PROBLEM DETAILS -
Rewrite each of the entries below with "rock" replaced by "boulder" and every other word and number left as is. Omit the pictures from your output.

EXERCISE INPUTS -
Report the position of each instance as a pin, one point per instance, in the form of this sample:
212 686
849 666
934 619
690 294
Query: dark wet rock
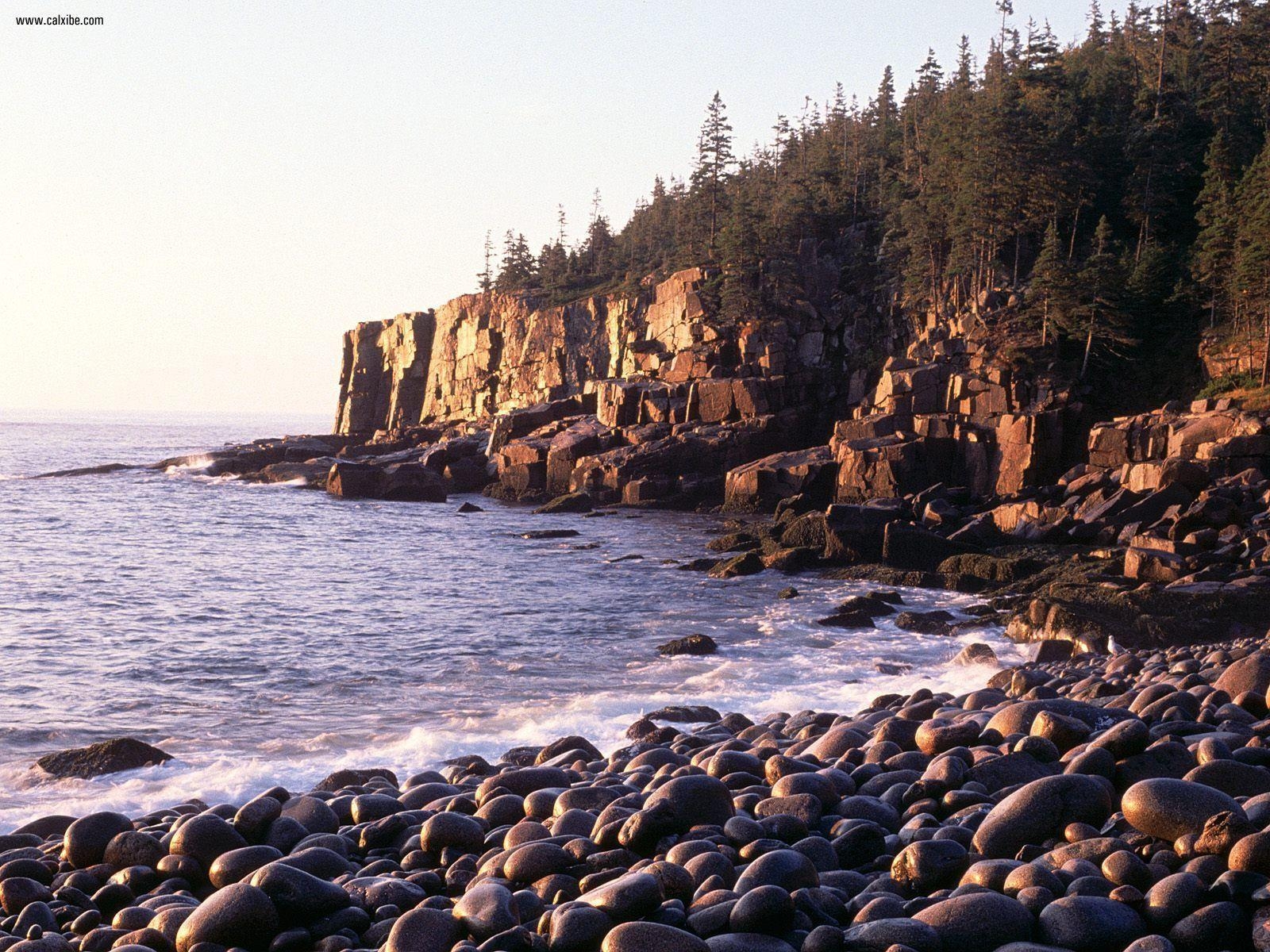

FINAL ANSWER -
Report the position of each instance as a pin, one point per instance, in the form of this sample:
212 686
849 666
934 619
690 294
Query: dark wet boulder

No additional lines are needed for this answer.